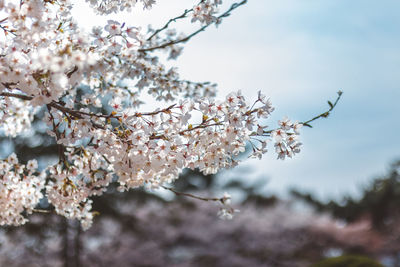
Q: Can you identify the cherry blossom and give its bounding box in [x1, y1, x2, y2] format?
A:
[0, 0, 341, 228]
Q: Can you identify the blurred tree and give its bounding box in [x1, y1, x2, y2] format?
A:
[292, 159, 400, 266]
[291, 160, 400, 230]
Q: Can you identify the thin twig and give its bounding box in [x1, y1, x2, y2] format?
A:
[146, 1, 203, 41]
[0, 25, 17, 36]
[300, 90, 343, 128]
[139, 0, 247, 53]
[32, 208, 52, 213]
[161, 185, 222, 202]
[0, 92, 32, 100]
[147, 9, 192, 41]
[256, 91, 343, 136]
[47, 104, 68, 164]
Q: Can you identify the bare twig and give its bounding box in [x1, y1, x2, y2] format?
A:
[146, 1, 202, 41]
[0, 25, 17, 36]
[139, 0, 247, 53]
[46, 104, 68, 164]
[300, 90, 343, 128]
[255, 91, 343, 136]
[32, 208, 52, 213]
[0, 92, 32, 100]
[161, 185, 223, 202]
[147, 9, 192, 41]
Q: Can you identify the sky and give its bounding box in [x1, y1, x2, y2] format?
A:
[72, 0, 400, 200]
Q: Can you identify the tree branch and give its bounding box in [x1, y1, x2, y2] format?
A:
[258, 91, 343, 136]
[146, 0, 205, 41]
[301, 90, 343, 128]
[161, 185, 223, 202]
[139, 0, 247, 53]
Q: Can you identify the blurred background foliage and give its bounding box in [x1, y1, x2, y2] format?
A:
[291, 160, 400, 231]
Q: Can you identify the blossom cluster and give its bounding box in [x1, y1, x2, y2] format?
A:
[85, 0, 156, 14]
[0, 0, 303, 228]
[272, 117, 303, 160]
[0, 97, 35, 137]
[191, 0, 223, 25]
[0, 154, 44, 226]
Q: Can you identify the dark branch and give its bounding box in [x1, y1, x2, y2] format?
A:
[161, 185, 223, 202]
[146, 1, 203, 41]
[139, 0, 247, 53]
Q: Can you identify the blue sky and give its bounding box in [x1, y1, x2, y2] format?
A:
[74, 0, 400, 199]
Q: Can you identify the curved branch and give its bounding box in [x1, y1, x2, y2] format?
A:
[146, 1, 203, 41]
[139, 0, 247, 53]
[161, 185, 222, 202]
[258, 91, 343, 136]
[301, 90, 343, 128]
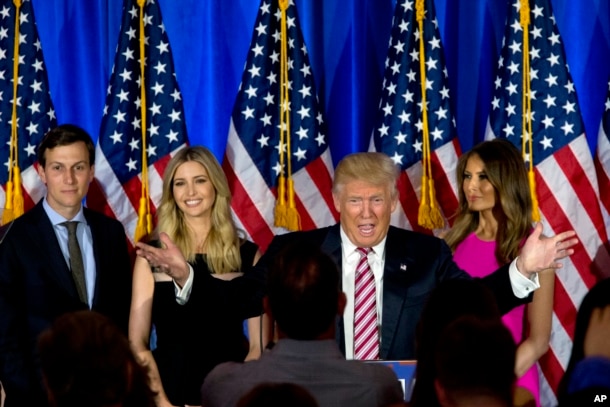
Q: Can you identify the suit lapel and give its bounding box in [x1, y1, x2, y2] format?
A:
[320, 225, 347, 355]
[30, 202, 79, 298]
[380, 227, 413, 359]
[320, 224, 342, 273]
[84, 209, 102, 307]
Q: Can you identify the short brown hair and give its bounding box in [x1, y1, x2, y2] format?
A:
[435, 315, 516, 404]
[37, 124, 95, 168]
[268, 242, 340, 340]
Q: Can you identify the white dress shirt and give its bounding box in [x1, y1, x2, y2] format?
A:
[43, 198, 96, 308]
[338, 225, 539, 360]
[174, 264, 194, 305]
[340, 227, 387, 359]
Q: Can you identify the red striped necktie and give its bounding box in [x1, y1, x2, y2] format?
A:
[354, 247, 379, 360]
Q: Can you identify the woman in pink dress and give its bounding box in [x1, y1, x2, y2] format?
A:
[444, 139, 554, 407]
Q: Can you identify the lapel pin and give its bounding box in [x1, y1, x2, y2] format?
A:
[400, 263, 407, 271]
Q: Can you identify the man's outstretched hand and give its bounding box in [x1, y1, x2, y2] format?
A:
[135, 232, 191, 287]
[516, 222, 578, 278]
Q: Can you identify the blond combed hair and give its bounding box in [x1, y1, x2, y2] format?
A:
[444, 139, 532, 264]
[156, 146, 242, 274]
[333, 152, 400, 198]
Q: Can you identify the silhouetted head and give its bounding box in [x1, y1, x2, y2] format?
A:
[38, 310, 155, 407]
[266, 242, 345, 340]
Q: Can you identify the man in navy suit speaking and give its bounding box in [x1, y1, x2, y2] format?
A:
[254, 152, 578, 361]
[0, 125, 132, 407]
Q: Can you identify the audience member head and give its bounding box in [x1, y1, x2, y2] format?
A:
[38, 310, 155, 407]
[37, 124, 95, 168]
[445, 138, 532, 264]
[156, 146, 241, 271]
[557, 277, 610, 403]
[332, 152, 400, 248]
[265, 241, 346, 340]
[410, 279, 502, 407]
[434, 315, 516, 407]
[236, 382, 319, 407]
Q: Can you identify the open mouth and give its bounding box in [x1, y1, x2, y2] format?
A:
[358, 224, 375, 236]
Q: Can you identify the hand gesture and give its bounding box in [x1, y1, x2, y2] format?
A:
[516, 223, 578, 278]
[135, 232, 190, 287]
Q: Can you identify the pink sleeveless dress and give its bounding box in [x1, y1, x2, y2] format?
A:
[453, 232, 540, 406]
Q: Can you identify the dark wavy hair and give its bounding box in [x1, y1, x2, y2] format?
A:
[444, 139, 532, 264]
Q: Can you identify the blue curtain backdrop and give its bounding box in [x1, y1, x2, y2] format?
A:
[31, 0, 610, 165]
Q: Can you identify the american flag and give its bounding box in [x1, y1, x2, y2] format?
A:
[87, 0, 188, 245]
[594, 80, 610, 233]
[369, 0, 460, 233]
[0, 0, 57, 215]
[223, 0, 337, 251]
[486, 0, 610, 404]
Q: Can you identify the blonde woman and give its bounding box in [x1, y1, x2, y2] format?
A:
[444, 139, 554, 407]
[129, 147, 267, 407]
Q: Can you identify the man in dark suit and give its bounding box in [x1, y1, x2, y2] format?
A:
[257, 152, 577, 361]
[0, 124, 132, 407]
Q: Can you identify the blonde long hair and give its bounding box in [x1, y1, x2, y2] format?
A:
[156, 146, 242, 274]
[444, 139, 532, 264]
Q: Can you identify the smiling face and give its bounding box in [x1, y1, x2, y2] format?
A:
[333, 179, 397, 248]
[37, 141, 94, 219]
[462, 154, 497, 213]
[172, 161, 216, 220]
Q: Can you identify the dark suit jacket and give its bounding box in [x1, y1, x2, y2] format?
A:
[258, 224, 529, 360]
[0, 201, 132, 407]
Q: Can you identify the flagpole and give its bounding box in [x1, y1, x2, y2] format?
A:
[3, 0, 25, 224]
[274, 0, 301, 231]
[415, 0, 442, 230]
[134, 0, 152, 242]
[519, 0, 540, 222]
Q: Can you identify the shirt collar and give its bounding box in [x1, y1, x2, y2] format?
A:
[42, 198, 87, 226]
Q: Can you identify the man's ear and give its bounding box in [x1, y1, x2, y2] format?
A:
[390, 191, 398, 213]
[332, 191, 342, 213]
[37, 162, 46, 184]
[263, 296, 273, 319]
++++++
WHAT IS NEEDED:
Every entry should be repeated verbatim, with the pictures left out.

RESPONSE FOR THIS EXERCISE:
Q: Can you identify the cherry blossom and give its bounding box in [x1, y1, x2, y2] format?
A:
[0, 0, 341, 228]
Q: Can you identify the blurred tree and give its bounding box in [x1, y1, x2, y2] format?
A:
[292, 159, 400, 266]
[291, 160, 400, 230]
Q: Can you identify the thin twig and give its bounding box in [x1, y1, x2, y2] format?
A:
[146, 1, 203, 41]
[0, 25, 17, 36]
[300, 90, 343, 128]
[139, 0, 247, 53]
[32, 208, 52, 213]
[161, 185, 222, 202]
[0, 92, 32, 100]
[147, 9, 192, 41]
[256, 91, 343, 136]
[47, 104, 68, 164]
Q: Can you identify the bare twig and give its bounding box in [x1, y1, x2, y2] format?
A:
[146, 1, 202, 41]
[0, 25, 17, 36]
[139, 0, 247, 53]
[46, 104, 68, 164]
[300, 90, 343, 128]
[255, 91, 343, 136]
[32, 208, 52, 213]
[0, 92, 32, 100]
[161, 185, 223, 202]
[147, 9, 192, 41]
Q: Can you identify the sky and give its bounding box in [x1, y1, x2, y2] format?
A:
[72, 0, 400, 200]
Q: Can you identify the tree branch and give its bounding box in [x1, y1, x2, y2] format?
A:
[258, 91, 343, 136]
[146, 0, 205, 41]
[301, 90, 343, 128]
[161, 185, 223, 202]
[139, 0, 247, 53]
Q: Can you identify the blurred background foliage and give its bounding box in [x1, y1, x2, y2] format?
A:
[291, 160, 400, 231]
Q: Can you identify the blossom cluster and give its bounding box in [x1, y1, x2, y2] format?
A:
[85, 0, 156, 14]
[0, 0, 303, 228]
[272, 117, 303, 160]
[0, 97, 35, 137]
[191, 0, 223, 25]
[0, 154, 44, 226]
Q: Can you identify the dark branch and give its bounding box in [x1, y1, x2, y2] format?
A:
[161, 185, 223, 202]
[146, 1, 203, 41]
[139, 0, 247, 53]
Q: Can you identify the blue sky and give its bounding box in [x1, y1, x2, y2] format?
A:
[74, 0, 400, 199]
Q: Can you identify the curved branch and give its bounding box in [x1, y1, x2, y2] format?
A:
[146, 1, 203, 41]
[139, 0, 247, 53]
[161, 185, 222, 202]
[258, 91, 343, 136]
[301, 90, 343, 128]
Q: Can you identify the suit lapel and give its bounding box in [x1, y1, x2, y2] format?
A:
[320, 225, 347, 355]
[30, 202, 79, 298]
[380, 227, 413, 359]
[320, 224, 342, 273]
[84, 209, 102, 307]
Q: Can you identify the short brown hair and give its bounding box in [x1, y1, x2, y2] format?
A:
[435, 315, 516, 404]
[37, 124, 95, 168]
[268, 242, 340, 340]
Q: Can you identify the white dress shirt and give its bounding box in [x1, y1, x2, y2] format?
A:
[43, 198, 96, 308]
[338, 225, 539, 360]
[174, 264, 194, 305]
[340, 227, 387, 359]
Q: Can you identify the red striped necktie and give its bounding box in [x1, y1, x2, y2] format?
A:
[354, 247, 379, 360]
Q: Can you identify the woman in pink dress and give its bounding box in [x1, y1, x2, y2] format?
A:
[444, 139, 554, 407]
Q: Can you identify the lapel pin and give its bounding box in [x1, y1, x2, y2] format?
A:
[400, 263, 407, 271]
Q: Can you identify the man's outstretched hand and give its bounding box in [x1, y1, x2, y2] format?
A:
[135, 232, 191, 287]
[516, 222, 578, 278]
Q: Can you identify the blond combed hair and give its bounding box in [x1, y1, x2, y2] format?
A:
[444, 139, 532, 264]
[156, 146, 242, 274]
[333, 152, 400, 198]
Q: Can you identify the silhouetted head and give its bounding box in [x1, y1, x2, y2] format?
A:
[38, 310, 155, 407]
[266, 242, 345, 340]
Q: Can you identify the man in navy suit speaking and give its bounding box in [x1, y1, x2, y2] format?
A:
[254, 152, 578, 361]
[0, 125, 132, 407]
Q: Can you identify the audience member head and give its bounding box in [x1, y1, x2, y2] format?
A:
[38, 310, 155, 407]
[37, 124, 95, 168]
[445, 138, 532, 264]
[156, 146, 241, 271]
[557, 277, 610, 403]
[332, 152, 400, 248]
[265, 241, 346, 340]
[410, 279, 502, 407]
[434, 315, 516, 407]
[236, 382, 319, 407]
Q: Can you identify the open mouth and give its bounding box in [x1, y1, x2, y2] format?
A:
[358, 224, 375, 236]
Q: Can you identify the hand gesture and give its bounding box in [x1, y1, x2, y2] format?
A:
[516, 223, 578, 278]
[135, 232, 190, 287]
Q: Can you identify the pink sleeveless dress and give its bounding box in [x1, y1, x2, y2] format?
A:
[453, 232, 540, 406]
Q: Can you identify the dark wavy hair and give its bounding box in [x1, y1, x2, y2] format?
A:
[444, 139, 532, 264]
Q: Can you identify the blue curtain backdrop and give its bounding box in [x1, y1, x2, y2] format?
A:
[31, 0, 610, 165]
Q: Can you identify the american flag and give its bounding box in [x1, y1, x2, y2] format?
A:
[87, 0, 188, 245]
[594, 80, 610, 233]
[369, 0, 460, 233]
[0, 0, 57, 215]
[223, 0, 337, 251]
[486, 0, 610, 404]
Q: Can you identify the blonde woman and give its bounding box in [x1, y1, x2, y2] format?
A:
[444, 139, 554, 407]
[129, 147, 267, 407]
Q: Can you identify the man in dark suit and give its bounding box in [x1, y1, x2, y2] format?
A:
[257, 152, 577, 361]
[0, 124, 132, 407]
Q: Can you identify the blonde long hair and give its bounding box in [x1, y1, x2, y2] format?
A:
[156, 146, 242, 274]
[444, 139, 532, 264]
Q: Can you identify the smiling face and give its bounding box in [x1, y1, x2, y2] format?
A:
[333, 179, 397, 248]
[37, 141, 94, 219]
[462, 154, 497, 213]
[172, 161, 216, 220]
Q: Can you identify the dark suit jacket and give its bounding box in [x1, y1, x2, y2] format?
A:
[258, 224, 529, 360]
[0, 201, 132, 407]
Q: Can you identify the flagpole and give its bounding box in [x1, y1, x2, y2] format?
A:
[3, 0, 25, 224]
[274, 0, 301, 231]
[415, 0, 442, 230]
[134, 0, 152, 242]
[519, 0, 540, 222]
Q: Can you identify the shirt collar and give its bounding box in [x1, y1, x2, y2] format?
A:
[42, 198, 87, 226]
Q: Can you identify the man's ear and give its bounding box in [x1, y1, x2, y2] format?
A:
[390, 191, 398, 213]
[332, 191, 342, 213]
[37, 162, 46, 184]
[263, 296, 273, 319]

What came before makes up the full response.